Collected data entries
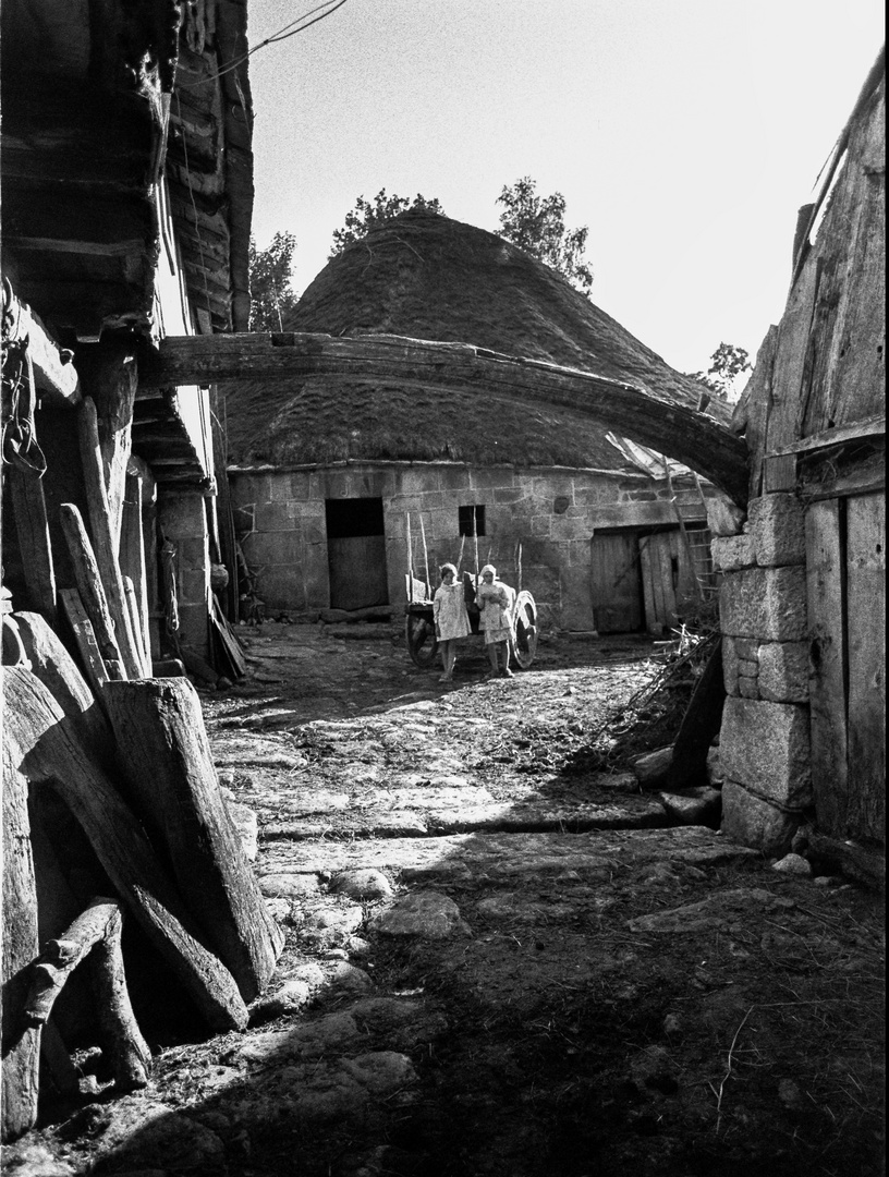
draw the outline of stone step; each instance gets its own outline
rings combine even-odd
[[[374,869],[402,882],[460,882],[484,876],[521,879],[566,876],[608,879],[622,869],[657,860],[722,866],[761,857],[704,826],[600,830],[587,833],[459,833],[439,838],[367,838],[349,842],[268,842],[265,875],[330,875]]]

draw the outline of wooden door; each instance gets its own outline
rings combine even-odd
[[[885,501],[806,512],[811,769],[818,827],[885,840]]]
[[[593,616],[600,633],[633,633],[643,625],[635,532],[593,537]]]

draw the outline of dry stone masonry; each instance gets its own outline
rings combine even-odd
[[[806,606],[798,498],[754,499],[738,536],[713,541],[728,699],[720,759],[722,829],[782,855],[813,804]]]

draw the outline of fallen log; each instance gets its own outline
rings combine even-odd
[[[112,884],[208,1024],[242,1029],[247,1008],[234,978],[206,947],[141,824],[83,750],[72,722],[22,667],[5,671],[4,694],[12,767],[28,780],[51,784],[68,805]]]
[[[108,683],[105,703],[134,807],[250,1002],[272,977],[282,936],[228,816],[198,693],[185,678]]]
[[[4,670],[4,678],[14,674]],[[8,716],[8,712],[7,712]],[[8,723],[8,719],[7,719]],[[2,880],[2,1080],[0,1139],[22,1136],[36,1123],[40,1030],[22,1016],[28,966],[38,953],[36,891],[31,856],[28,783],[4,739]]]
[[[99,1024],[122,1091],[143,1088],[152,1071],[152,1052],[136,1025],[129,1003],[120,935],[123,916],[113,899],[93,899],[85,912],[58,938],[48,940],[32,970],[25,1020],[42,1026],[74,969],[89,953]]]

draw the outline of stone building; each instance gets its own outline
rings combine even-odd
[[[804,825],[864,873],[885,844],[883,66],[800,212],[787,308],[735,414],[747,521],[713,545],[723,830],[777,855]]]
[[[548,267],[427,212],[330,261],[285,326],[468,343],[693,405],[706,393]],[[715,488],[542,399],[248,380],[226,388],[226,420],[235,528],[269,616],[400,606],[409,566],[434,587],[440,561],[474,567],[476,538],[480,561],[521,573],[542,624],[567,630],[659,632],[713,585]]]

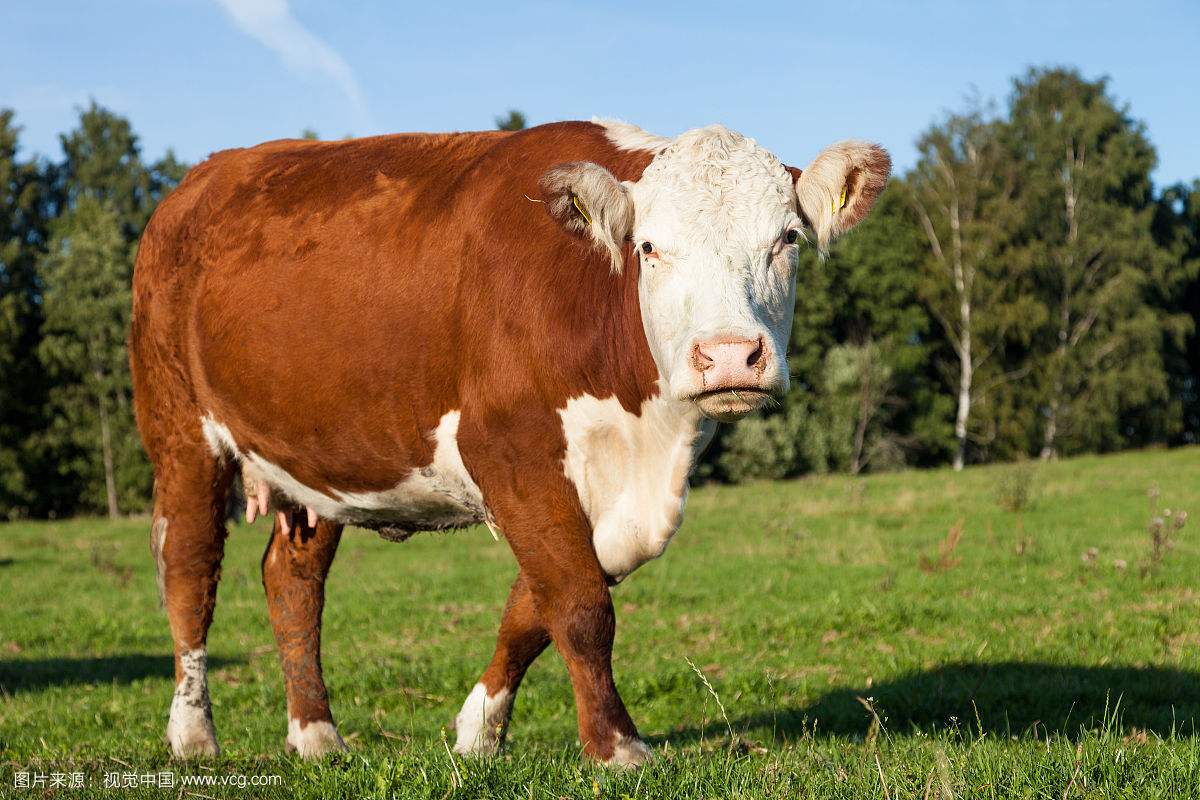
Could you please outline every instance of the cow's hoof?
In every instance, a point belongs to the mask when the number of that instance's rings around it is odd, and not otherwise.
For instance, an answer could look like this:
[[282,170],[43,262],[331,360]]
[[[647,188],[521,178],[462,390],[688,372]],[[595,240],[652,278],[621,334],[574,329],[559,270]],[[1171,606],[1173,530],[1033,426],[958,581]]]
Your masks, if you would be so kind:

# Stated exercise
Rewrite all the rows above, putting "outline every instance separately" wherever "each instance gets its own outline" appears and keeping everything else the same. Leave out the pictures.

# Expected answer
draw the outline of stone step; outline every instance separately
rings combine even-odd
[[[374,869],[402,882],[460,882],[484,876],[521,879],[566,876],[608,879],[622,869],[657,860],[722,866],[761,857],[704,826],[600,830],[587,833],[459,833],[439,838],[367,838],[349,842],[268,842],[265,875],[330,875]]]

draw the outline of wooden door; outline every instance separately
rings combine even-odd
[[[885,501],[806,512],[811,769],[818,827],[885,840]]]
[[[593,616],[600,633],[633,633],[643,625],[635,532],[593,537]]]

draw the outline of dry stone masonry; outline every instance separately
rings combine even-odd
[[[806,606],[798,498],[754,499],[738,536],[713,541],[728,699],[720,759],[722,829],[782,855],[813,804]]]

draw the outline of fallen log; outline every instance separately
rings combine even-odd
[[[112,884],[208,1024],[242,1029],[247,1008],[234,978],[206,947],[141,824],[83,750],[72,722],[22,667],[5,671],[4,694],[12,767],[28,780],[51,784],[68,805]]]
[[[108,683],[105,703],[134,807],[250,1002],[272,977],[282,936],[228,816],[198,693],[185,678]]]
[[[4,670],[4,678],[14,674]],[[8,716],[8,712],[7,712]],[[8,723],[8,719],[7,719]],[[2,880],[2,1080],[0,1139],[22,1136],[36,1123],[40,1030],[22,1016],[28,966],[38,953],[36,891],[31,856],[28,783],[4,739]]]
[[[99,1024],[122,1091],[143,1088],[152,1071],[152,1052],[136,1025],[129,1003],[120,935],[123,916],[113,899],[93,899],[85,912],[58,938],[48,940],[32,970],[25,1020],[42,1026],[74,969],[89,953]]]

draw the outline of stone building; outline every instance separately
rings combine even-odd
[[[804,825],[864,873],[885,844],[883,66],[800,212],[787,308],[735,414],[747,521],[713,545],[723,830],[777,855]]]
[[[548,267],[427,212],[330,261],[285,326],[468,343],[693,405],[706,393]],[[715,488],[542,399],[248,380],[226,388],[226,420],[235,528],[269,616],[400,606],[409,566],[434,587],[440,561],[474,567],[476,538],[480,561],[521,573],[542,624],[567,630],[659,632],[713,585]]]

Could you please outline every instance of the cow's hoof?
In every instance, a point belongs to the mask when the number of that instance's rings around it is odd, and not otherwise.
For instance, an answer could look like this:
[[282,170],[43,262],[331,360]]
[[[647,188],[521,178],[462,390],[688,372]],[[595,240],[652,278],[621,334],[574,329],[559,270]],[[1171,606],[1173,530],[1033,426],[958,581]]]
Your masks, if you would be so kind:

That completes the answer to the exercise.